> EXTRAIT CITÉ
--*--

Nouveau retour sur la 28ème édition de l’Etrange Festival, où nous croiserons des policiers kazakhs chantant et dansant en chemise à fleurs, un agent de sécurité communiste voulant éviter la Damnation, ainsi que deux jeunes femmes désorientées par le monde et à la recherche d’elles-mêmes.

Deuxième film d’Adilkhan Yerzhanov projeté lors de cette édition 2022 de l’Etrange Festival, Immunité collective (Mondovision) s’avère plutôt mineur dans la filmographie du prolifique cinéaste kazakh. Cela est dû à une impression de redite au sein de son système, de ses motifs, de son récit privilégiant encore une fois flics corrompus un peu crétins, mafieux hauts en couleurs qui n’ont rien à envier aux personnages fanfarons de Kusturica, et décalage constant qui ressemble ici quelque peu à du remplissage poussif, à l’image d’une scène de trouble obsessionnel compulsif qui tire en longueur, d’autant plus pesante que si elle joue en son sein sur un humour de répétition habituel chez Yerzhanov, elle n’est elle-même pas répétée dans le reste du long métrage, tombant alors comme un cheveu sur la soupe. De ce point de vue, le burlesque absurde du réalisateur perd en efficacité, dévoilant la mécanique d’un cinéma qui tourne parfois à vide, accumulant à l’envi les effets comiques sans véritablement sembler savoir quoi en faire du fait d’un récit de trafics d’influence entrelacés trop confus.

--*--

Entrées enregistrées:
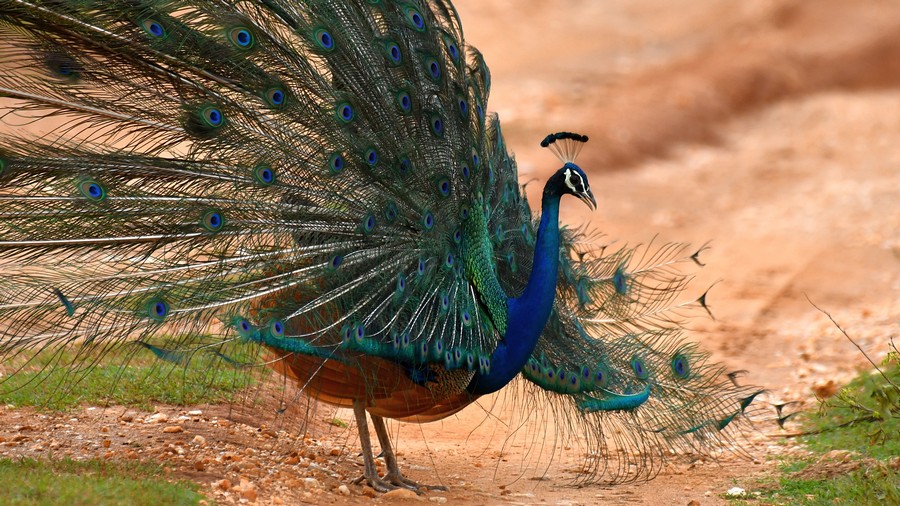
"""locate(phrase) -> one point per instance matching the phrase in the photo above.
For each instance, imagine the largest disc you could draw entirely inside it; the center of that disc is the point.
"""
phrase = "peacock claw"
(399, 480)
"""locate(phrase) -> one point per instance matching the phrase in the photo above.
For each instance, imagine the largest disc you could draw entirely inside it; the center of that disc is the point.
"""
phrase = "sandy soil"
(768, 128)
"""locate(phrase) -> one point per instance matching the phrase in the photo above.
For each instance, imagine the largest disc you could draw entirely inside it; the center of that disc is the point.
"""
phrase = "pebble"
(736, 492)
(248, 490)
(400, 494)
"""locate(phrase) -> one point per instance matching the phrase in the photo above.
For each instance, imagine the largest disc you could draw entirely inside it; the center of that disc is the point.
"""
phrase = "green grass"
(32, 482)
(864, 418)
(63, 380)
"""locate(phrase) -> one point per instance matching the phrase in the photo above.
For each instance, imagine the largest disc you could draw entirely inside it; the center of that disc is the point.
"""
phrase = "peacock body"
(320, 181)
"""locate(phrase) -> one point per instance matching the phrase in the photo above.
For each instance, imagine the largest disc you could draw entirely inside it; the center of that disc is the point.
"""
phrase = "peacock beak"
(588, 198)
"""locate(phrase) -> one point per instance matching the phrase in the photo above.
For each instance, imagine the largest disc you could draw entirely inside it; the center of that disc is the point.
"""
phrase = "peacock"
(319, 182)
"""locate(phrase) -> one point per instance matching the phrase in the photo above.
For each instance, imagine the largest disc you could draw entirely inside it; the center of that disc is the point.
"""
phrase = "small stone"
(248, 490)
(735, 492)
(400, 494)
(825, 389)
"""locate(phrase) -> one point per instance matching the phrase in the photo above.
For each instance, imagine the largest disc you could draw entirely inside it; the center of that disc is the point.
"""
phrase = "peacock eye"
(92, 190)
(324, 39)
(241, 37)
(212, 116)
(275, 97)
(212, 221)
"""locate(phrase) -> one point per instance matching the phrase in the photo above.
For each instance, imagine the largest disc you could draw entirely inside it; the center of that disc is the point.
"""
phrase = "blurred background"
(769, 128)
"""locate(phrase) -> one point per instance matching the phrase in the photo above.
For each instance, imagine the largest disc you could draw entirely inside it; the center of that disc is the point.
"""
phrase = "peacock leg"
(370, 475)
(394, 475)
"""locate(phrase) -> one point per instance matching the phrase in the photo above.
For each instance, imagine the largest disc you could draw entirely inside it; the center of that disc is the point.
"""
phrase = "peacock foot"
(389, 483)
(398, 479)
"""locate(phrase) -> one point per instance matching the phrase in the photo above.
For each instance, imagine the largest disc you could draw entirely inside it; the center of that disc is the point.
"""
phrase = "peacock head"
(570, 179)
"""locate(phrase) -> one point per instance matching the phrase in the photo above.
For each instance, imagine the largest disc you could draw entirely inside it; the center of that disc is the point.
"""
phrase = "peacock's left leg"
(394, 475)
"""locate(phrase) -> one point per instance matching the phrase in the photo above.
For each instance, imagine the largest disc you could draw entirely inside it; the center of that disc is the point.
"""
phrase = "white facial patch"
(571, 184)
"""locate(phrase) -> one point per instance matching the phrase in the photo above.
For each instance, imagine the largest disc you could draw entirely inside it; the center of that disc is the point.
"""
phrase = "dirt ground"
(769, 128)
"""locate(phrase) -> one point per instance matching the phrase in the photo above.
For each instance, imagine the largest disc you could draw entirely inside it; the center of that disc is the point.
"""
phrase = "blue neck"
(527, 314)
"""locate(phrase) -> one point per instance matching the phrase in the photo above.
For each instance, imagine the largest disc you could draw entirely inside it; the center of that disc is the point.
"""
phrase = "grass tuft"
(28, 481)
(62, 379)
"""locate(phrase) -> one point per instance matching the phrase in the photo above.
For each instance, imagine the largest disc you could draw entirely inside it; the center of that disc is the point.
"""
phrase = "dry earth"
(769, 128)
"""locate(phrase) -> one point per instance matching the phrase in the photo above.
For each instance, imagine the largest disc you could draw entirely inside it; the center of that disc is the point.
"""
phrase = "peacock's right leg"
(370, 475)
(390, 460)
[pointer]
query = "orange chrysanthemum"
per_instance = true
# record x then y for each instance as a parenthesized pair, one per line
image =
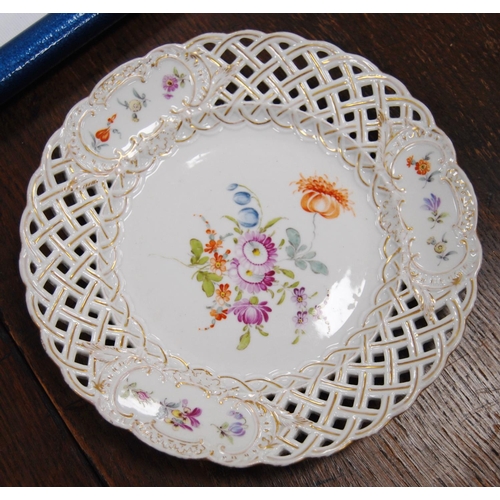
(423, 167)
(218, 315)
(321, 196)
(213, 245)
(223, 294)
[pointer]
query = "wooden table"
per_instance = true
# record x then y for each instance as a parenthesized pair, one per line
(450, 436)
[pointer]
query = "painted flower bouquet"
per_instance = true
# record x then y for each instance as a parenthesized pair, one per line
(247, 280)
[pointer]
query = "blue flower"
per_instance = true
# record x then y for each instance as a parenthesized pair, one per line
(242, 198)
(248, 217)
(432, 203)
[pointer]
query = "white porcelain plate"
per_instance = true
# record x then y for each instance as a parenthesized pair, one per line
(250, 248)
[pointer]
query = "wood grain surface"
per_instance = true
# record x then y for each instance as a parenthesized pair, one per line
(450, 436)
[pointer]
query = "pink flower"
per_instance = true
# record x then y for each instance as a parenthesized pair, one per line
(299, 297)
(142, 395)
(257, 252)
(251, 312)
(170, 83)
(249, 280)
(301, 318)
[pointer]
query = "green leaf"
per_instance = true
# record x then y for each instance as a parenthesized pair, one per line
(318, 267)
(214, 277)
(288, 273)
(208, 287)
(196, 248)
(232, 219)
(272, 222)
(309, 255)
(301, 264)
(262, 332)
(244, 341)
(293, 237)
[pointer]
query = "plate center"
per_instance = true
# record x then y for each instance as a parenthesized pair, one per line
(251, 252)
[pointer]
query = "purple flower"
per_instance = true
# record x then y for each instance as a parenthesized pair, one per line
(248, 279)
(301, 318)
(432, 203)
(142, 395)
(236, 429)
(251, 312)
(300, 297)
(170, 83)
(236, 414)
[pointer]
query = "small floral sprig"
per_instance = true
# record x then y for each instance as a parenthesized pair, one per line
(299, 298)
(440, 248)
(142, 396)
(171, 83)
(423, 168)
(102, 136)
(179, 415)
(432, 204)
(135, 105)
(235, 429)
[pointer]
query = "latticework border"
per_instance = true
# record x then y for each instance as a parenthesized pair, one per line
(71, 230)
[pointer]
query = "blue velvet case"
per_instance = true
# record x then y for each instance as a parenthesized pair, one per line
(39, 48)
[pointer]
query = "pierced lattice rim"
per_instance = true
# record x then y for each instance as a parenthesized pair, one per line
(63, 268)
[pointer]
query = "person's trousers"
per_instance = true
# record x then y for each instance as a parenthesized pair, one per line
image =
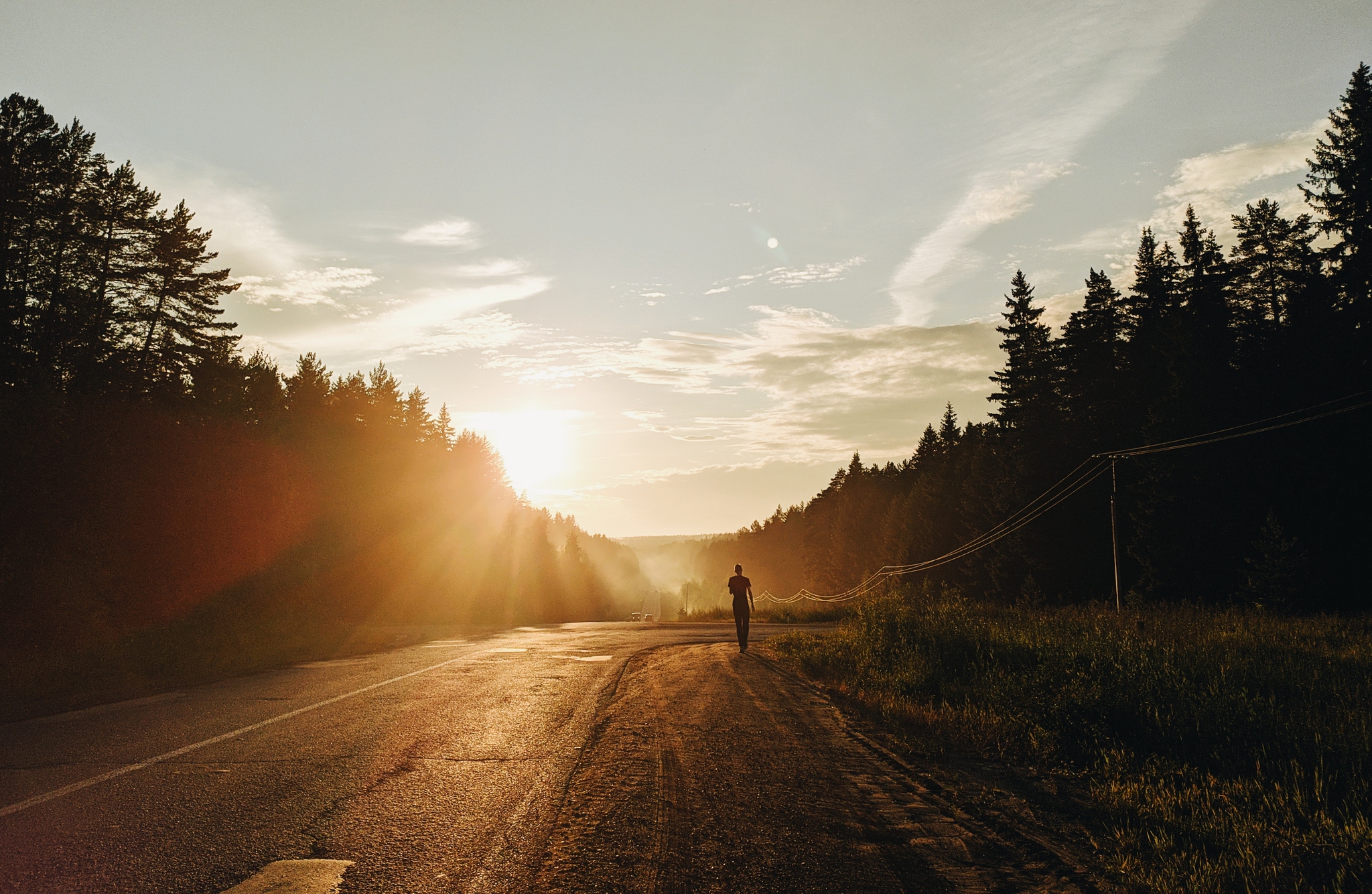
(741, 621)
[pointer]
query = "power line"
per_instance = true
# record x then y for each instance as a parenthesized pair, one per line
(1245, 430)
(1085, 471)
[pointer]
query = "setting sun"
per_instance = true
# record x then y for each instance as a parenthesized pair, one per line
(533, 442)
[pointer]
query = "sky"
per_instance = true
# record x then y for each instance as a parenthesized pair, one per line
(681, 261)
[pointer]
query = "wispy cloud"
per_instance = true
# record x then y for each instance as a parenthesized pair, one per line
(449, 234)
(493, 268)
(307, 288)
(1217, 184)
(831, 387)
(1064, 76)
(247, 234)
(437, 323)
(793, 276)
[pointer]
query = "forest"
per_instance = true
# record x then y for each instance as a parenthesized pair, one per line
(170, 506)
(1198, 340)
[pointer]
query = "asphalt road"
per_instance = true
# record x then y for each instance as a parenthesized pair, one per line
(586, 757)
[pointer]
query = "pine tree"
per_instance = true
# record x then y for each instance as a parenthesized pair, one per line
(180, 310)
(62, 275)
(949, 432)
(1341, 175)
(415, 416)
(1095, 366)
(443, 432)
(27, 151)
(1274, 265)
(307, 387)
(1028, 379)
(383, 393)
(120, 213)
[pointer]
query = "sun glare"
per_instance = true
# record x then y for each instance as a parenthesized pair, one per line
(533, 442)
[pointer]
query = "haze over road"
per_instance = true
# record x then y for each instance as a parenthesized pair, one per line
(460, 767)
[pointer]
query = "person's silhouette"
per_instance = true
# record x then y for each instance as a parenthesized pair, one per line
(742, 592)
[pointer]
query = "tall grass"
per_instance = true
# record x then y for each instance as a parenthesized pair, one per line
(1230, 747)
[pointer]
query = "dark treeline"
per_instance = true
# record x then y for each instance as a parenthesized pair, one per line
(1203, 340)
(155, 476)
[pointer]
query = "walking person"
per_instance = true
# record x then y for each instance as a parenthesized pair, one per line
(742, 592)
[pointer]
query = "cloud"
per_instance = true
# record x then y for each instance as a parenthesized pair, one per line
(496, 267)
(1219, 184)
(307, 288)
(1061, 77)
(831, 389)
(439, 323)
(793, 276)
(247, 234)
(450, 234)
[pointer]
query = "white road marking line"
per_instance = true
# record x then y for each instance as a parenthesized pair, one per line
(295, 877)
(131, 768)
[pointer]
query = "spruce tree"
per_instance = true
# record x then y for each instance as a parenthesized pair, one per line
(1095, 366)
(27, 151)
(307, 387)
(1341, 190)
(1028, 379)
(180, 311)
(443, 432)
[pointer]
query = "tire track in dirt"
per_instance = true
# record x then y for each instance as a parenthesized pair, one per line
(711, 771)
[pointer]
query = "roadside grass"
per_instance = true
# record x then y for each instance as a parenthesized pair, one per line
(1231, 750)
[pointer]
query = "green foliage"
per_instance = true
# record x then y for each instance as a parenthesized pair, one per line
(1231, 747)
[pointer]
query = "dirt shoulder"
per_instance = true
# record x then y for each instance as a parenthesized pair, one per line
(711, 771)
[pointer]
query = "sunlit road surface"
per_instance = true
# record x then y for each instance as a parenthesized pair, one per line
(584, 757)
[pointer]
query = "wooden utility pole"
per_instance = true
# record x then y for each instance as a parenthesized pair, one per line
(1115, 537)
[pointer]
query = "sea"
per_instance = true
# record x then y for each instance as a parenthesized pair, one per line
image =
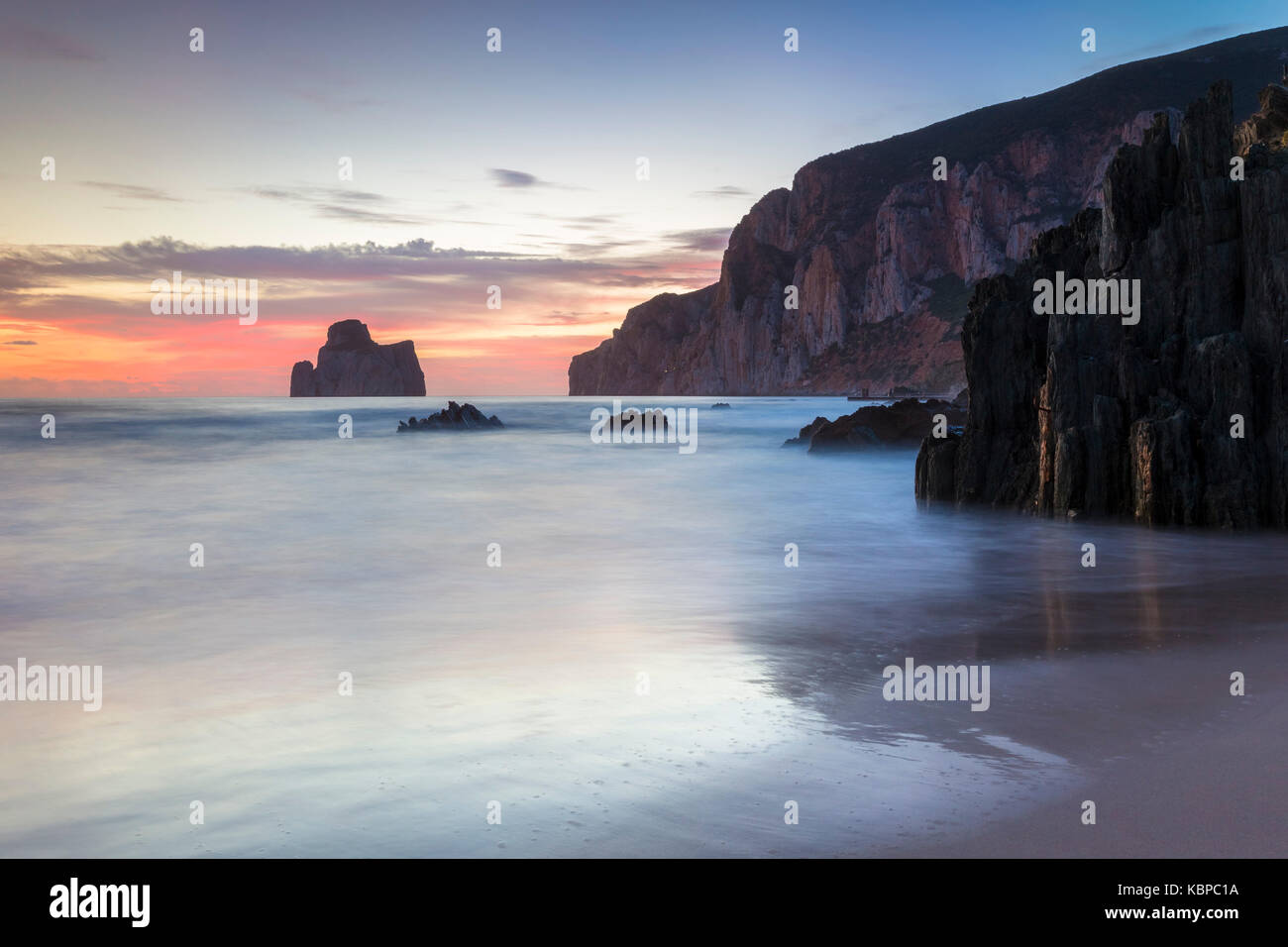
(524, 642)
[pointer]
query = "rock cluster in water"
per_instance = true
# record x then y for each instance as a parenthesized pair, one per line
(452, 418)
(903, 424)
(1179, 419)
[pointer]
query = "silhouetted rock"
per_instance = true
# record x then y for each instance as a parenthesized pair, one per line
(352, 365)
(902, 424)
(1082, 414)
(452, 418)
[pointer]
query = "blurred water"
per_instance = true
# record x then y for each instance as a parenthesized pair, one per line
(519, 684)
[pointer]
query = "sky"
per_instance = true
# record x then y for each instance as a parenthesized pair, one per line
(471, 167)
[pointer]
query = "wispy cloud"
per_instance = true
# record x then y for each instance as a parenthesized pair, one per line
(722, 191)
(342, 204)
(703, 241)
(137, 192)
(24, 42)
(503, 176)
(507, 176)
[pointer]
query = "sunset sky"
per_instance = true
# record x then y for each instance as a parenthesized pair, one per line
(469, 167)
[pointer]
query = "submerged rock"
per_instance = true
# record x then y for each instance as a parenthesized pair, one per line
(452, 418)
(902, 424)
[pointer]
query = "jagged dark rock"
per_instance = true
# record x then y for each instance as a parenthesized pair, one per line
(352, 365)
(883, 256)
(902, 424)
(452, 418)
(1077, 414)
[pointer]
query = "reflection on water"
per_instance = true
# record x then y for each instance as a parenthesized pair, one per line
(643, 676)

--*--

> TÂCHE
Recopiez l'extrait sur l'Etrange Festival de « Nouveau retour sur » à « la recherche d’elles-mêmes. », en remplaçant « chemise à fleurs » par « chemise hawaïenne ». Appuyez-vous uniquement sur l'extrait.

> RÉPONSE RÉDIGÉE
Nouveau retour sur la 28ème édition de l’Etrange Festival, où nous croiserons des policiers kazakhs chantant et dansant en chemise hawaïenne, un agent de sécurité communiste voulant éviter la Damnation, ainsi que deux jeunes femmes désorientées par le monde et à la recherche d’elles-mêmes.